> **What you should do**
Write down each of the records again, exactly and in full.

> **Data for processing**
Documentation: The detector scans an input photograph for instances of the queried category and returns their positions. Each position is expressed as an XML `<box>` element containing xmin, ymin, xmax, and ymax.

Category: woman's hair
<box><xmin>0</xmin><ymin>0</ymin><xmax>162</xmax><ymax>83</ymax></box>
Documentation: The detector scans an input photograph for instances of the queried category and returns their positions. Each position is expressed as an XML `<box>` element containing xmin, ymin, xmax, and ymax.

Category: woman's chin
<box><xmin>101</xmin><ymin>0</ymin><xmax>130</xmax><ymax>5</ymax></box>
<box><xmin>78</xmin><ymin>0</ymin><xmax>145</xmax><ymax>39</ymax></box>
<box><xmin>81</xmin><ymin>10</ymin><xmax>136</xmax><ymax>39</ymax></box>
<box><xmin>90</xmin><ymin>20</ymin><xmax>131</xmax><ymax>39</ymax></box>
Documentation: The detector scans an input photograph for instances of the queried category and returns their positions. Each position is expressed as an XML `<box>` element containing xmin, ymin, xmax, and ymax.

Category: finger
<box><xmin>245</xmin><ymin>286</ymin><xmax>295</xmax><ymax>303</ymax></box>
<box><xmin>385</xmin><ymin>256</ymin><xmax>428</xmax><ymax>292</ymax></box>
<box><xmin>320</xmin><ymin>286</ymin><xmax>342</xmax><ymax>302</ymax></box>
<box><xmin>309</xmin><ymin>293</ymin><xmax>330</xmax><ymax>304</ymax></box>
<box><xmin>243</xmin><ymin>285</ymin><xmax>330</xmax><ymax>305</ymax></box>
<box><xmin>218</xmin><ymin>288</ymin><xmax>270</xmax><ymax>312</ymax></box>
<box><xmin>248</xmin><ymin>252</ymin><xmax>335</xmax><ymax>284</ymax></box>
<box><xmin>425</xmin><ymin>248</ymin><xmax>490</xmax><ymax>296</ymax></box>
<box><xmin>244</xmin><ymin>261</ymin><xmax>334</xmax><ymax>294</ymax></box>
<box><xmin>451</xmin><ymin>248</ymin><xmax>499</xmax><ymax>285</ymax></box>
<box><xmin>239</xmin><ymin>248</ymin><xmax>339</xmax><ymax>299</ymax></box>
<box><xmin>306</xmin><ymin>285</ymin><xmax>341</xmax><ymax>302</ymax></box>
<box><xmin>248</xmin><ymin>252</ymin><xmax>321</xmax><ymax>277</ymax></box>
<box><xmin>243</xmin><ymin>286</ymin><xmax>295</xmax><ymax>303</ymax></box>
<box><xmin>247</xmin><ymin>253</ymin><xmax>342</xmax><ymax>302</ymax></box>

> **Answer to this problem**
Documentation: The detector scans an input photograph for instances of the queried category and returns their positions. Each position is expressed as an XML `<box>` element containing xmin, ymin, xmax, and ymax.

Category: woman's hair
<box><xmin>0</xmin><ymin>0</ymin><xmax>162</xmax><ymax>83</ymax></box>
Documentation: The detector scans an input photograph for instances of the queried category and returns their positions. Each position is expressed as an XML `<box>` element containing xmin, ymin, xmax, and ymax.

Category: woman's chin
<box><xmin>101</xmin><ymin>0</ymin><xmax>130</xmax><ymax>5</ymax></box>
<box><xmin>78</xmin><ymin>0</ymin><xmax>145</xmax><ymax>39</ymax></box>
<box><xmin>81</xmin><ymin>10</ymin><xmax>136</xmax><ymax>39</ymax></box>
<box><xmin>90</xmin><ymin>20</ymin><xmax>131</xmax><ymax>39</ymax></box>
Documentation: The detector scans an input photograph for instances of the queried category and returns their positions. Each position is expressed as an XML `<box>` element containing xmin, ymin, xmax, and ymax.

Category: finger
<box><xmin>245</xmin><ymin>286</ymin><xmax>295</xmax><ymax>303</ymax></box>
<box><xmin>385</xmin><ymin>256</ymin><xmax>428</xmax><ymax>292</ymax></box>
<box><xmin>320</xmin><ymin>286</ymin><xmax>342</xmax><ymax>302</ymax></box>
<box><xmin>309</xmin><ymin>293</ymin><xmax>330</xmax><ymax>304</ymax></box>
<box><xmin>243</xmin><ymin>285</ymin><xmax>330</xmax><ymax>305</ymax></box>
<box><xmin>218</xmin><ymin>288</ymin><xmax>270</xmax><ymax>312</ymax></box>
<box><xmin>248</xmin><ymin>252</ymin><xmax>335</xmax><ymax>284</ymax></box>
<box><xmin>425</xmin><ymin>248</ymin><xmax>490</xmax><ymax>296</ymax></box>
<box><xmin>244</xmin><ymin>261</ymin><xmax>334</xmax><ymax>294</ymax></box>
<box><xmin>451</xmin><ymin>248</ymin><xmax>499</xmax><ymax>285</ymax></box>
<box><xmin>239</xmin><ymin>248</ymin><xmax>339</xmax><ymax>299</ymax></box>
<box><xmin>306</xmin><ymin>285</ymin><xmax>341</xmax><ymax>302</ymax></box>
<box><xmin>248</xmin><ymin>252</ymin><xmax>321</xmax><ymax>277</ymax></box>
<box><xmin>243</xmin><ymin>286</ymin><xmax>295</xmax><ymax>303</ymax></box>
<box><xmin>247</xmin><ymin>253</ymin><xmax>342</xmax><ymax>302</ymax></box>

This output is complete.